**DOCUMENT SEGMENT:**
************
14th century site in Zangilan, Azerbaijan

Mammadbeyli Mausoleum (Məmmədbəyli türbəsi) or the Mausoleum of Yahya ibn Muhammad al-Haj is a mausoleum of the 14th century located on the uplands of the Mammadbeyli village of the Zangilan District of Azerbaijan.

==History==
The mausoleum was built in 1305, by architect Ali Majid ad-Din on the Silk Road. In 1975, excavation works in the underground part of the mausoleum were carried out, as a result of which a sepulcher was found.

==Architecture==
The mausoleum has a rectangular shape with dimensions of 2,95 x 3,30 meters. Entry of the sepulcher is located in the western part. The width of the door is 76 cm, and the height is 88 cm. According to the rules of Islam, the entry to the mausoleum shouldn't exceed 1.20 meters, so that the entering person would bow in respect to the memory of the deceased. In the Middle Ages, such mausoleums were built on graves of feudal nobility and well-known people. At present, the upper side of the mausoleum is slightly destroyed. The top of the mausoleum, which was built in the form of an eight-edged prism, is complemented with a roof in the form of a pyramid.
************
**INSTRUCTIONS TO FOLLOW:**
According to the text on the Mammadbeyli Mausoleum, which architect built the mausoleum?

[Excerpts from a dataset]
************
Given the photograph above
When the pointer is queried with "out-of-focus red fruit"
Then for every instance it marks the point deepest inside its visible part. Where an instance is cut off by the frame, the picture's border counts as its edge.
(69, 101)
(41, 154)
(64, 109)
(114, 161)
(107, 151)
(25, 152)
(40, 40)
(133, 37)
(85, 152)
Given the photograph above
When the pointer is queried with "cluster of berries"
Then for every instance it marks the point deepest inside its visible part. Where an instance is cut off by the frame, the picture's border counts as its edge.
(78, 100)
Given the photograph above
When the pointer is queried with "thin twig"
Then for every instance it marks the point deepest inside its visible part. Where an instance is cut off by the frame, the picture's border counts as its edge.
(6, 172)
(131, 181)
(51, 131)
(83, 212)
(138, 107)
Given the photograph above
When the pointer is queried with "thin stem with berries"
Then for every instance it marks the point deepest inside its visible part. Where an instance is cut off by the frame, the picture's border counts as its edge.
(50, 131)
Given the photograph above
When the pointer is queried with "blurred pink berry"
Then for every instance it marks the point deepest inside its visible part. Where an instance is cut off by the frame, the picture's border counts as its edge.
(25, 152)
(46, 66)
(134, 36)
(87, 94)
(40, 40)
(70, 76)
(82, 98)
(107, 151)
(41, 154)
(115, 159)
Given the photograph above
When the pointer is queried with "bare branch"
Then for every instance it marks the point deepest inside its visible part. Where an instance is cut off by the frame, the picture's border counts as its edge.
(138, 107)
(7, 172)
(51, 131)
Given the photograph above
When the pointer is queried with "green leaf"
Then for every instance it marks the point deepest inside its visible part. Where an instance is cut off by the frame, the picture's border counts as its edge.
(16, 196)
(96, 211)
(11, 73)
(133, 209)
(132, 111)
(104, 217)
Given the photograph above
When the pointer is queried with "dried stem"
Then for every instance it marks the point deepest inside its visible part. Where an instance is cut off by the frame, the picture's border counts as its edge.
************
**TASK RESPONSE:**
Ali Majid ad-Din